◆ DIRECTIONS FOR THIS TASK ◆
Rewrite the records from the top through the line containing "positive clicks: (378, 155)", replacing "pixel-accurate" with "high-resolution" and keeping everything else the same. Leave the pictures out.

(EXERCISE DATA Opens)

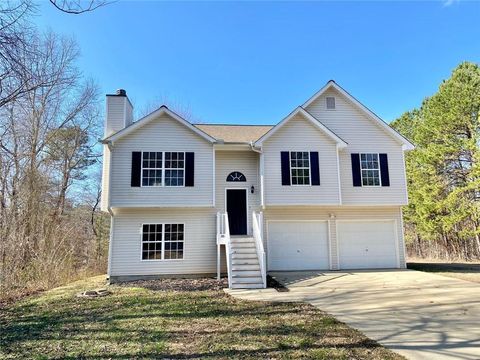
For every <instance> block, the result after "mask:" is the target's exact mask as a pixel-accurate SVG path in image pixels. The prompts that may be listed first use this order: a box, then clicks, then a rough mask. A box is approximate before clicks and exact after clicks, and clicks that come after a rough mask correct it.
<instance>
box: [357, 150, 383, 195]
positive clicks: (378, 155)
mask: <svg viewBox="0 0 480 360" xmlns="http://www.w3.org/2000/svg"><path fill="white" fill-rule="evenodd" d="M367 154H376V155H377V159H378V169H362V155H367ZM359 161H360V180H361V184H362V187H381V186H382V172H381V170H380V153H374V152H368V153H360V154H359ZM362 170H374V171H375V170H378V185H363V172H362Z"/></svg>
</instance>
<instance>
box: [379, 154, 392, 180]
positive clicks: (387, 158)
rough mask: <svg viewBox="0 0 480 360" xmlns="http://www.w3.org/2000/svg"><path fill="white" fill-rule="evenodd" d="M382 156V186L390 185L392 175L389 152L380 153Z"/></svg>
mask: <svg viewBox="0 0 480 360" xmlns="http://www.w3.org/2000/svg"><path fill="white" fill-rule="evenodd" d="M379 157H380V177H381V179H382V186H390V176H389V175H388V157H387V154H379Z"/></svg>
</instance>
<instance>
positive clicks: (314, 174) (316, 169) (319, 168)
mask: <svg viewBox="0 0 480 360" xmlns="http://www.w3.org/2000/svg"><path fill="white" fill-rule="evenodd" d="M310 171H311V172H312V174H311V175H312V185H320V166H319V165H318V152H317V151H311V152H310Z"/></svg>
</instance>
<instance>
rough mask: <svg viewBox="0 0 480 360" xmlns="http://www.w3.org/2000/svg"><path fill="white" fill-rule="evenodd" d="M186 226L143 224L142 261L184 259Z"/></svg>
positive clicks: (179, 225)
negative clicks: (184, 239) (185, 228)
mask: <svg viewBox="0 0 480 360" xmlns="http://www.w3.org/2000/svg"><path fill="white" fill-rule="evenodd" d="M184 241H185V240H184V224H143V225H142V260H177V259H183V246H184Z"/></svg>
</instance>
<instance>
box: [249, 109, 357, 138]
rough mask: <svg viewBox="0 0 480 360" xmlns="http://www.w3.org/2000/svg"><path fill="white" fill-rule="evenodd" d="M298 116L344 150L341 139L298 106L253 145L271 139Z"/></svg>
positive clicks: (326, 127)
mask: <svg viewBox="0 0 480 360" xmlns="http://www.w3.org/2000/svg"><path fill="white" fill-rule="evenodd" d="M298 114H300V115H302V116H303V117H304V118H305V119H306V120H307V121H309V122H310V123H311V124H313V125H314V126H316V127H317V128H318V129H319V130H320V131H322V132H323V133H324V134H325V135H327V136H328V137H329V138H330V139H332V140H333V141H335V142H336V143H337V146H338V147H339V148H344V147H346V146H347V145H348V144H347V143H346V142H345V141H344V140H343V139H341V138H340V137H339V136H338V135H337V134H335V133H334V132H333V131H332V130H330V129H329V128H328V127H326V126H325V125H324V124H323V123H322V122H320V121H319V120H318V119H316V118H315V117H313V115H311V114H310V113H309V112H308V111H307V110H305V109H304V108H303V107H302V106H298V107H297V108H295V110H293V111H292V112H291V113H290V114H289V115H288V116H287V117H285V118H284V119H283V120H282V121H280V122H279V123H278V124H277V125H275V126H274V127H273V128H271V129H270V130H269V131H268V132H267V133H266V134H265V135H263V136H262V137H261V138H260V139H258V140H257V141H256V142H255V144H257V145H262V143H263V142H265V140H267V139H268V138H269V137H271V136H272V135H273V134H275V133H276V132H277V131H278V130H279V129H280V128H282V127H283V126H284V125H285V124H286V123H287V122H289V121H290V120H291V119H293V118H294V117H295V116H296V115H298Z"/></svg>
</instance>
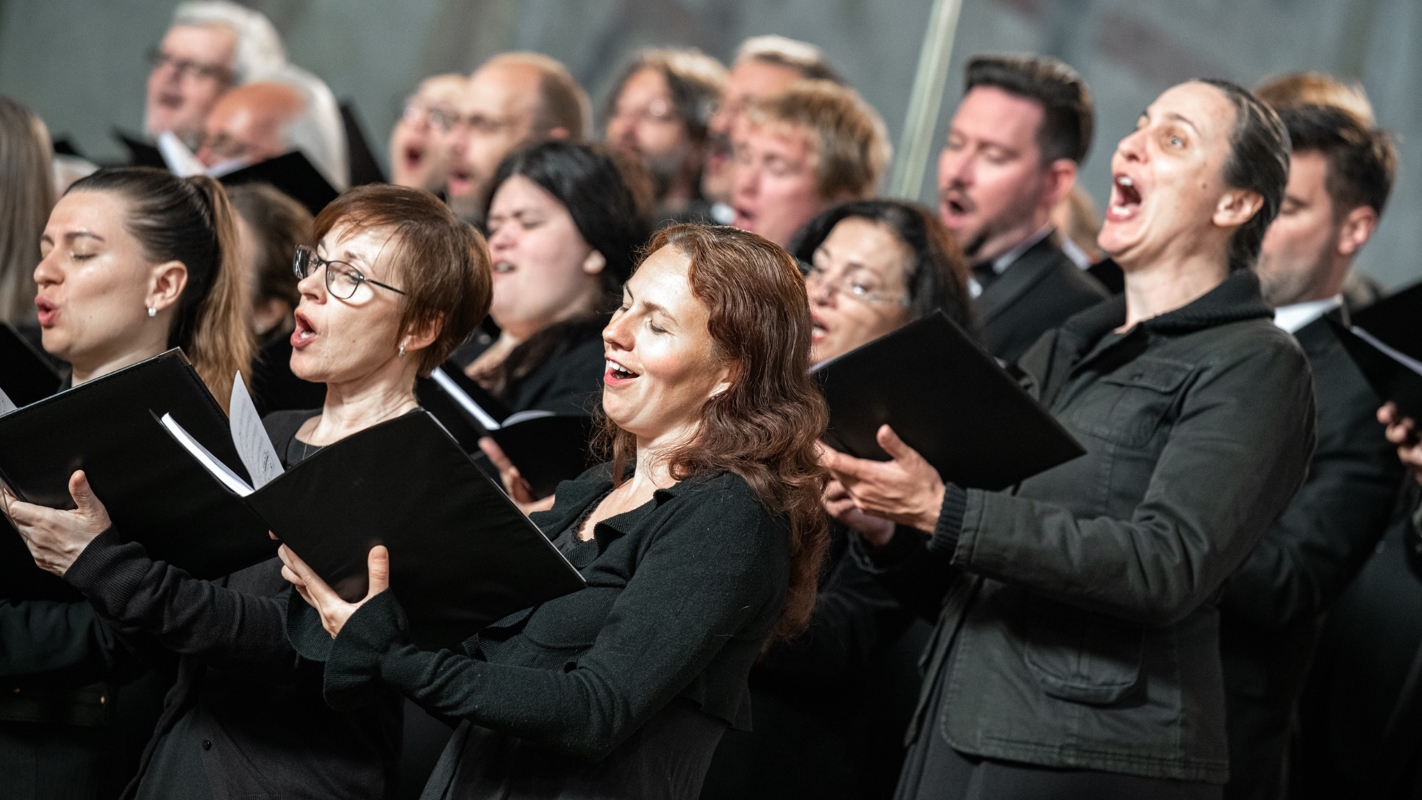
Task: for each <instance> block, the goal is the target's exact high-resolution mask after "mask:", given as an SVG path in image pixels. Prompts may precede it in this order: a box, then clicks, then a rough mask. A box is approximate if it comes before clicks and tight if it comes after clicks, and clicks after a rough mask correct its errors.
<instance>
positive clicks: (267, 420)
mask: <svg viewBox="0 0 1422 800" xmlns="http://www.w3.org/2000/svg"><path fill="white" fill-rule="evenodd" d="M320 413H321V409H319V408H306V409H299V411H273V412H272V413H269V415H266V416H263V418H262V426H263V428H266V431H267V438H269V439H272V445H273V446H274V448H276V452H277V453H282V452H284V450H286V446H287V445H289V443H292V439H294V438H296V432H297V431H300V429H301V425H304V423H306V421H307V419H310V418H313V416H317V415H320Z"/></svg>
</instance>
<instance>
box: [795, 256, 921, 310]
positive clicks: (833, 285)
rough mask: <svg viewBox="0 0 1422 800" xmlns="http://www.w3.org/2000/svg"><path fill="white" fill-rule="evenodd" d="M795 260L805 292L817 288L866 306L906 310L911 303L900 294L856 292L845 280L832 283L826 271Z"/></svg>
mask: <svg viewBox="0 0 1422 800" xmlns="http://www.w3.org/2000/svg"><path fill="white" fill-rule="evenodd" d="M796 260H798V261H799V267H801V277H803V279H805V288H806V290H809V288H811V287H812V286H818V287H820V288H825V290H828V291H829V293H830V294H832V296H833V294H843V296H845V297H849V298H853V300H857V301H860V303H866V304H869V303H886V304H893V306H900V307H903V308H907V307H909V306H910V304H912V303H913V301H912V298H910V297H909V294H902V296H900V297H889V296H887V294H879V293H877V291H863V290H856V287H855V286H853V284H850V286H848V287H846V286H845V279H839V280H833V281H832V280H829V279H828V277H826V271H828V270H822V269H819V267H816V266H815V264H812V263H809V261H805V260H802V259H796Z"/></svg>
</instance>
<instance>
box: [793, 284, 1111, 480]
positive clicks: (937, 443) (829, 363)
mask: <svg viewBox="0 0 1422 800" xmlns="http://www.w3.org/2000/svg"><path fill="white" fill-rule="evenodd" d="M815 377H816V378H818V379H819V385H820V389H822V391H823V392H825V401H826V402H828V404H829V431H826V433H825V442H826V443H829V445H830V446H833V448H835V449H838V450H842V452H846V453H849V455H852V456H856V458H862V459H876V460H887V458H889V456H887V453H884V452H883V449H882V448H879V442H877V439H876V435H877V432H879V426H880V425H884V423H887V425H889V426H892V428H893V429H894V432H896V433H899V438H902V439H903V440H904V443H907V445H909V446H910V448H913V449H914V450H917V452H919V453H920V455H921V456H923V458H924V459H926V460H927V462H929V463H931V465H933V467H934V469H937V470H939V475H940V476H941V477H943V480H950V482H953V483H957V485H958V486H966V487H973V489H987V490H998V489H1005V487H1008V486H1012V485H1014V483H1018V482H1021V480H1024V479H1027V477H1031V476H1034V475H1037V473H1039V472H1042V470H1047V469H1051V467H1054V466H1057V465H1059V463H1064V462H1068V460H1071V459H1074V458H1076V456H1081V455H1084V453H1085V450H1084V449H1082V446H1081V445H1079V443H1078V442H1076V440H1075V439H1074V438H1072V436H1071V433H1068V432H1067V429H1065V428H1062V426H1061V423H1059V422H1057V419H1055V418H1054V416H1052V415H1051V413H1048V412H1047V411H1045V409H1044V408H1042V406H1041V405H1039V404H1038V402H1037V401H1035V399H1032V396H1031V395H1028V394H1027V392H1025V391H1022V388H1021V387H1018V385H1017V381H1015V379H1012V377H1011V375H1008V374H1007V371H1005V369H1003V368H1001V367H998V365H997V362H995V361H994V360H993V358H991V357H990V355H987V354H985V352H983V351H981V350H980V348H978V345H977V344H975V342H974V341H973V340H971V338H970V337H968V335H967V334H966V333H963V330H961V328H958V327H957V325H956V324H954V323H953V321H951V320H948V318H947V315H944V314H943V313H941V311H939V313H936V314H933V315H930V317H924V318H921V320H916V321H913V323H909V324H907V325H904V327H902V328H899V330H897V331H893V333H890V334H886V335H883V337H879V338H877V340H875V341H872V342H869V344H866V345H863V347H859V348H856V350H852V351H849V352H846V354H843V355H840V357H838V358H832V360H830V361H826V362H823V364H820V365H818V367H816V368H815Z"/></svg>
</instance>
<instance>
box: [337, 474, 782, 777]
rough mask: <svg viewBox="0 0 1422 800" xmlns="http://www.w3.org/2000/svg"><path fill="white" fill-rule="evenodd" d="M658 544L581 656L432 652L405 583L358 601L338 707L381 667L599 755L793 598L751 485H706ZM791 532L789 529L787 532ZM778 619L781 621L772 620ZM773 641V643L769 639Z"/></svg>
mask: <svg viewBox="0 0 1422 800" xmlns="http://www.w3.org/2000/svg"><path fill="white" fill-rule="evenodd" d="M688 500H691V502H687V503H685V504H684V507H683V509H678V510H677V512H675V513H673V514H671V516H670V517H668V520H667V521H665V523H664V526H663V529H661V530H660V533H657V534H656V537H654V540H653V541H651V543H650V544H648V546H647V548H646V551H644V553H643V554H641V558H640V561H638V563H637V566H636V573H634V575H633V577H631V580H630V581H629V583H627V585H626V587H624V588H623V590H621V593H620V595H619V598H617V600H616V601H614V602H613V607H611V611H610V614H609V615H607V618H606V622H604V624H603V627H602V629H600V632H599V634H597V638H596V641H594V642H593V645H592V648H589V649H586V651H583V652H582V654H580V655H576V662H574V664H572V666H570V668H567V669H536V668H526V666H516V665H506V664H495V662H488V661H482V659H478V658H471V656H465V655H458V654H454V652H449V651H441V652H427V651H419V649H417V648H415V647H412V645H411V644H408V641H407V638H405V629H407V621H405V617H404V612H402V611H401V608H400V604H398V602H397V600H395V595H394V593H398V587H392V590H391V591H385V593H381V594H378V595H375V597H374V598H371V600H370V601H368V602H365V605H363V607H361V608H360V610H357V611H355V614H353V615H351V618H350V620H348V621H347V624H346V627H344V628H343V629H341V632H340V635H338V637H337V638H336V641H334V642H333V645H331V651H330V656H328V661H327V662H326V696H327V701H328V702H331V703H333V705H336V706H341V705H344V701H346V698H344V695H347V693H350V696H351V698H355V696H358V695H360V693H361V692H364V691H367V686H365V685H367V683H368V682H371V681H374V679H380V681H383V682H385V683H387V685H391V686H394V688H397V689H398V691H400V692H402V693H405V695H407V696H408V698H411V699H412V701H415V702H417V703H419V705H421V706H424V708H425V709H428V710H429V712H431V713H435V715H439V716H445V718H459V719H468V720H471V722H474V723H476V725H481V726H485V728H491V729H495V730H502V732H506V733H510V735H513V736H518V737H520V739H526V740H530V742H535V743H538V745H540V746H545V747H550V749H555V750H559V752H563V753H569V755H572V756H576V757H582V759H587V760H599V759H602V757H604V756H606V755H607V753H609V752H611V750H613V747H616V746H617V745H619V743H620V742H621V740H623V739H624V737H626V736H629V735H630V733H631V732H634V730H636V729H637V728H638V726H640V725H641V723H643V722H644V720H646V719H647V718H650V716H651V715H653V713H656V712H657V710H660V709H661V708H663V706H665V705H667V703H668V702H670V701H671V699H673V698H675V696H677V695H678V693H680V692H681V691H683V689H684V688H687V686H688V685H690V683H691V682H693V679H695V676H697V675H698V674H700V672H701V671H702V669H704V668H705V666H707V665H708V664H710V662H711V659H712V658H714V656H715V655H717V654H718V652H720V651H721V648H722V647H724V645H725V644H727V642H728V641H731V639H734V638H737V637H745V635H747V631H748V628H754V627H755V625H754V622H755V621H757V620H769V621H774V620H775V618H776V617H778V614H779V608H781V604H782V602H784V594H785V581H786V574H788V554H786V553H788V543H785V541H784V539H785V537H784V531H782V530H781V529H779V526H775V524H765V523H764V521H762V519H764V517H762V512H761V509H759V504H755V506H754V507H751V506H748V504H747V503H745V499H744V496H739V497H727V496H725V494H724V493H704V494H701V493H698V496H697V497H695V499H694V500H693V499H688ZM775 539H779V540H781V541H779V543H776V541H774V540H775ZM762 629H764V631H768V629H769V625H762ZM755 645H759V642H755Z"/></svg>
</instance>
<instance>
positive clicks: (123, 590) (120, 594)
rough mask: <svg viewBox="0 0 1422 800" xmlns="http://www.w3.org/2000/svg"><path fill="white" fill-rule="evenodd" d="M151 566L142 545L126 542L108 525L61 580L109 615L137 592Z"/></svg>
mask: <svg viewBox="0 0 1422 800" xmlns="http://www.w3.org/2000/svg"><path fill="white" fill-rule="evenodd" d="M151 563H152V561H149V558H148V553H145V551H144V546H142V544H138V543H137V541H128V543H125V541H124V540H122V539H119V536H118V530H117V529H115V527H114V526H109V527H108V529H107V530H105V531H104V533H101V534H98V536H97V537H94V540H92V541H90V543H88V547H85V548H84V551H82V553H80V556H78V558H75V560H74V563H73V564H70V568H68V570H65V573H64V580H65V581H67V583H68V584H70V585H73V587H74V588H77V590H80V591H81V593H84V597H88V598H90V600H92V601H94V602H95V604H97V605H98V607H100V608H102V610H105V611H109V612H111V611H112V610H114V608H119V607H122V604H124V601H127V600H128V598H129V597H132V595H134V593H135V591H138V587H139V584H141V583H142V580H144V575H145V574H146V573H148V567H149V564H151Z"/></svg>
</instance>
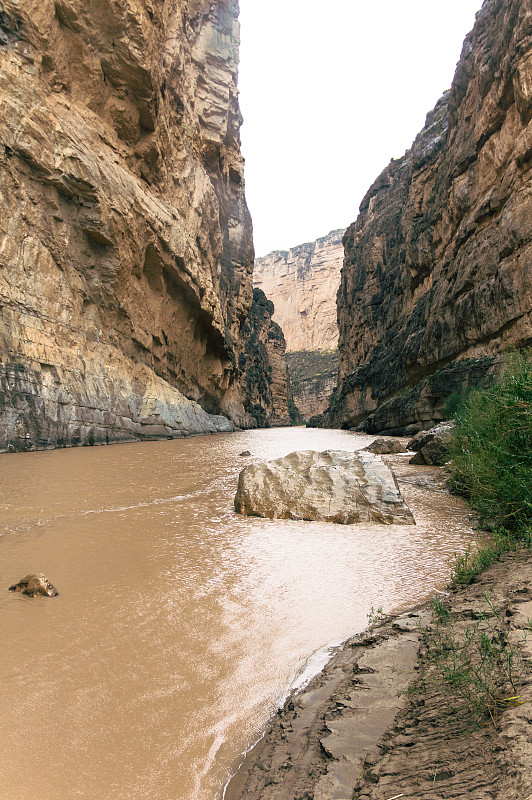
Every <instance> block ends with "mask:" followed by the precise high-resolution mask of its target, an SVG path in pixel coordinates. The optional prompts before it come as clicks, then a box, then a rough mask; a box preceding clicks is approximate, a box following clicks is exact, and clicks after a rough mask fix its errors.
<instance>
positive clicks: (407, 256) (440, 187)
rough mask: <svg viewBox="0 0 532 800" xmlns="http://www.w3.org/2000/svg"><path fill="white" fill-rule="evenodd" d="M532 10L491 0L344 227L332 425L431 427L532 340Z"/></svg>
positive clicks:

(EXERCISE DATA Closes)

◆ EXERCISE RESPONSE ◆
For every <instance> block, the result after "mask:" is the target's exact mask as a high-resolution SVG path in image pixels. The prompts that may be listed first use this order: a box, then clicks, then a rough mask. A box is approximate before clicks and exact after clicks, and clicks that come after a rough mask correct it.
<instance>
box: [357, 150, 383, 195]
positive clicks: (378, 155)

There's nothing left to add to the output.